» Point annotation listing
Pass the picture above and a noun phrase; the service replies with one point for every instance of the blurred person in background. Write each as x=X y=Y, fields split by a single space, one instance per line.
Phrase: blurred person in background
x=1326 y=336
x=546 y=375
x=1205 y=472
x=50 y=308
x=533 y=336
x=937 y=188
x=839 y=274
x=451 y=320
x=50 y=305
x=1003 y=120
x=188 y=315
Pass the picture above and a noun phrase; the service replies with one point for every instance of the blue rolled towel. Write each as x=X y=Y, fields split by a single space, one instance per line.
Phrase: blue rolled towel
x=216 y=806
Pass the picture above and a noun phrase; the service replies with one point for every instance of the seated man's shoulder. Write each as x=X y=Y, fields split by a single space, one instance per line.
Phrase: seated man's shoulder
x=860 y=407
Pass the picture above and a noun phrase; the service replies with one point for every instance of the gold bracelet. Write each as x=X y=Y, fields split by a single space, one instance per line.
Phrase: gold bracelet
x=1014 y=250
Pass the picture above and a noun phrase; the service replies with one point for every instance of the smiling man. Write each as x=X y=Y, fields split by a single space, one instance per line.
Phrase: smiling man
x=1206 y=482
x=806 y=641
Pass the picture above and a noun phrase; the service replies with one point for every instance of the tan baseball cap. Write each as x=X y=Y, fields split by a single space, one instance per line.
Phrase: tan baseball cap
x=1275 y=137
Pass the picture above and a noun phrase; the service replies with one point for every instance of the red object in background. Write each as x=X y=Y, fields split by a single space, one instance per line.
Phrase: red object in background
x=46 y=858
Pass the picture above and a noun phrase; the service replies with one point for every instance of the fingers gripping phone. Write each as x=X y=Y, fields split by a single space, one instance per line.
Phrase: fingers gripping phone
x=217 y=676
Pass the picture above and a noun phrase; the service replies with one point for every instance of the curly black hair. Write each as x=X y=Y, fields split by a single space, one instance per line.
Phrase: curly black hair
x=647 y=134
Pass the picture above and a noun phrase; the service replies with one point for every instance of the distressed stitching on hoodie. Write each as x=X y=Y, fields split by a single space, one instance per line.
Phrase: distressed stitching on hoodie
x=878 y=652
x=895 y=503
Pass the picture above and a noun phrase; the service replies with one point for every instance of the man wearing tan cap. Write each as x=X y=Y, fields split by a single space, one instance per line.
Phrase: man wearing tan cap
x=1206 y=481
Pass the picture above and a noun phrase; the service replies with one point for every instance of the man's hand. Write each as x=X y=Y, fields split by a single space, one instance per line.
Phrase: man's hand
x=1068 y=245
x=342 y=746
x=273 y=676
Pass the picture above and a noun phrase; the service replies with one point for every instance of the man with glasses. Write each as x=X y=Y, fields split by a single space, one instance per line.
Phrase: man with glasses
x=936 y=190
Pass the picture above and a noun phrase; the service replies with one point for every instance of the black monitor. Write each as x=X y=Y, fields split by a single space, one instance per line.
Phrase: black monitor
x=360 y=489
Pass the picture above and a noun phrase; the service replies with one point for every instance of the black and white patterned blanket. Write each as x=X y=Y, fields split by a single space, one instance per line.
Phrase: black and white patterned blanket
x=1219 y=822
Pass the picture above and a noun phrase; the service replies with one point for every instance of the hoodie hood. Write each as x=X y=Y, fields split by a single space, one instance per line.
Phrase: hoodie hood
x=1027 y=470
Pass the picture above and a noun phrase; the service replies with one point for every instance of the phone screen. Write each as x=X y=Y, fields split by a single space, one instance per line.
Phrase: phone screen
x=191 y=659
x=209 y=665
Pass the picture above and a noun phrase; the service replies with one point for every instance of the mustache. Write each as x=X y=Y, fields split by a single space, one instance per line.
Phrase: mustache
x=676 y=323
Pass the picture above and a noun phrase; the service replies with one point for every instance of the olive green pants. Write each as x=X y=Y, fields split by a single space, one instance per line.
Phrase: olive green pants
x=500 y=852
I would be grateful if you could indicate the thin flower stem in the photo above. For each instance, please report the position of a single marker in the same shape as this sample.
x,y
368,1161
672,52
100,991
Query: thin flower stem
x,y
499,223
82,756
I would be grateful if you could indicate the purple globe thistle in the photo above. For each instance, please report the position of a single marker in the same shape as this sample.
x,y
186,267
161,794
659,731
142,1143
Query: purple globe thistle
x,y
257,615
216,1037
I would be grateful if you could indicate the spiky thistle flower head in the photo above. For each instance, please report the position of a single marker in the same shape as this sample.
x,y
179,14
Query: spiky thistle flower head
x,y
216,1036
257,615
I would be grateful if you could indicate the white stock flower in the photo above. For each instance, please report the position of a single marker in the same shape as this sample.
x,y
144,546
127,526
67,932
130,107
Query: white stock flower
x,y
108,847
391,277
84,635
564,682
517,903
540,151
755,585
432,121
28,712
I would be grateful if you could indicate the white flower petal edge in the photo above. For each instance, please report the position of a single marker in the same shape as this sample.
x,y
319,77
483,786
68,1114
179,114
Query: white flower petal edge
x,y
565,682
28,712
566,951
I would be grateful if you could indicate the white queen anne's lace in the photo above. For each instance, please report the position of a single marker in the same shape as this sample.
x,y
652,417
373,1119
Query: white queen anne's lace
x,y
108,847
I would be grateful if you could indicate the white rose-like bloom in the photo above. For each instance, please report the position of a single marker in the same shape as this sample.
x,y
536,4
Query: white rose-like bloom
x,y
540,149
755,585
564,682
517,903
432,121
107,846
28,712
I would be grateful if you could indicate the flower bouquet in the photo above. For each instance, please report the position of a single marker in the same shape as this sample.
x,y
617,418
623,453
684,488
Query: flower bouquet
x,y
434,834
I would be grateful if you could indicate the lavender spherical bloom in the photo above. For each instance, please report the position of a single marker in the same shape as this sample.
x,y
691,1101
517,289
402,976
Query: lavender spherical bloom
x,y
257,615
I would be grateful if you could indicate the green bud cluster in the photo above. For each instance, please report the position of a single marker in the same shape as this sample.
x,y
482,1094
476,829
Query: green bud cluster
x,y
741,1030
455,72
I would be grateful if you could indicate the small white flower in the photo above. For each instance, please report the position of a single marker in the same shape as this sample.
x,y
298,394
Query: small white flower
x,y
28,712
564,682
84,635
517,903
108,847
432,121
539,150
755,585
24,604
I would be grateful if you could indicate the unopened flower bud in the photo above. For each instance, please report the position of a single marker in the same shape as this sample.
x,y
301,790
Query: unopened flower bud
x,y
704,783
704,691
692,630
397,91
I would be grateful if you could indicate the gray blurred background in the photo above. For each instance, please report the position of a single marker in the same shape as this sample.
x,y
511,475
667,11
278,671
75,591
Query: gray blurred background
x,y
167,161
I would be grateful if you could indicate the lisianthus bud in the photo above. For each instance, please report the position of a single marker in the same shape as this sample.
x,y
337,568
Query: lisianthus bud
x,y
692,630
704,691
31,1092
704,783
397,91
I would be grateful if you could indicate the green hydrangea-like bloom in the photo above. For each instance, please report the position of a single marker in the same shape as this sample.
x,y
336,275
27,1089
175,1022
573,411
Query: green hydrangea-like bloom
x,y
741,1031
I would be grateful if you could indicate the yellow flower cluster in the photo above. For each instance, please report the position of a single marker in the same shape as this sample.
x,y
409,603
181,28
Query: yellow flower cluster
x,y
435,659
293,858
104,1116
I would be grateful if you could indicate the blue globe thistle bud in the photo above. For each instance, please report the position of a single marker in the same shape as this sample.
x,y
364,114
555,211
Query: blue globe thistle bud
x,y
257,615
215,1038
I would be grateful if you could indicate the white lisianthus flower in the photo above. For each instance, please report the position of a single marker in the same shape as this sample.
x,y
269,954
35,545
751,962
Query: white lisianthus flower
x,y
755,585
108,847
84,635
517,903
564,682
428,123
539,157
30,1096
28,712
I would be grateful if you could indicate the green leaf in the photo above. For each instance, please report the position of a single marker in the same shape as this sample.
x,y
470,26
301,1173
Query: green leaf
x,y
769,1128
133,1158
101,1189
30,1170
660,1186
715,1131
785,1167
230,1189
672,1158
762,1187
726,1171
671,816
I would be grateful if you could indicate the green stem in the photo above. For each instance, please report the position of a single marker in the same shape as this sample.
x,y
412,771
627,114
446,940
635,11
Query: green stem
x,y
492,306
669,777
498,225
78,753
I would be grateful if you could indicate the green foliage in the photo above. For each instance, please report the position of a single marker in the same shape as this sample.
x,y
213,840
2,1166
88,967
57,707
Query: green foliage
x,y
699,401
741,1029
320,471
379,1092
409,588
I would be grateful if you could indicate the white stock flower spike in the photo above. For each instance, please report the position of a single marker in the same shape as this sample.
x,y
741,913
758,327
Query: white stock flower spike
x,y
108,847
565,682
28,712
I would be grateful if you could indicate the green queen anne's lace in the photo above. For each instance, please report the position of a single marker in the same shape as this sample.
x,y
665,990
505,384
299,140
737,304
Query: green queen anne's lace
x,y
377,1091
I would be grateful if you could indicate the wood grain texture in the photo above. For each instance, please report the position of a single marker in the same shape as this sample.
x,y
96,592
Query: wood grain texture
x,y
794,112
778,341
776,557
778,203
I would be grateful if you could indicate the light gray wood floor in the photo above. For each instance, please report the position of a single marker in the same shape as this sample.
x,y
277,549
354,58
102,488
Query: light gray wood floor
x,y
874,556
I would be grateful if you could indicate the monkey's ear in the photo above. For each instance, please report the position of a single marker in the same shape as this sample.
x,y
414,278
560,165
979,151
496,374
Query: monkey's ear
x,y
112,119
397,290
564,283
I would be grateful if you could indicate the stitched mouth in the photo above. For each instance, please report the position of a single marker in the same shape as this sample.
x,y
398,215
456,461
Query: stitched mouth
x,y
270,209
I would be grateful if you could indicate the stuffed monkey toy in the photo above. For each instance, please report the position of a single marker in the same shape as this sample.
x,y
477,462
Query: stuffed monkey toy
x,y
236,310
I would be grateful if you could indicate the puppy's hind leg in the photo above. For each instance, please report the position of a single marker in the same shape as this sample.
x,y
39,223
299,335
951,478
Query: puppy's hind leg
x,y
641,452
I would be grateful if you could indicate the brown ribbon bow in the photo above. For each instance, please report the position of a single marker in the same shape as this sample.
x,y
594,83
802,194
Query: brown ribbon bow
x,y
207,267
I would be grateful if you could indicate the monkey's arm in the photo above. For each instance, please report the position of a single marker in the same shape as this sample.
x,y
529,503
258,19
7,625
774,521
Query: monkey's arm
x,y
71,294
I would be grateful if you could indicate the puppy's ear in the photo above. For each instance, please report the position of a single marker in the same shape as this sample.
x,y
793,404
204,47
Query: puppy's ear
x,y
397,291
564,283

» Given problem
Format the listing as a JSON array of strings, one string per line with blank lines omitted. Start at its first line and end at the line containing "x=216 y=806", including both.

» Exercise solution
[
  "Pass the picture above and a noun phrase; the service replies with one point for every instance of the blurred person in background. Write each as x=X y=Y, fields split by a single space, one instance per line.",
  "Phrase: blurred person in background",
  "x=1326 y=336",
  "x=546 y=375",
  "x=1205 y=472",
  "x=50 y=308",
  "x=533 y=336",
  "x=937 y=188",
  "x=839 y=274",
  "x=451 y=320",
  "x=50 y=305",
  "x=1003 y=120",
  "x=188 y=315",
  "Pass the picture above and a noun phrase; the service replies with one point for every instance of the blue rolled towel. Write each as x=X y=Y, fields split by a single space, one instance per line.",
  "Phrase: blue rolled towel",
  "x=216 y=806"
]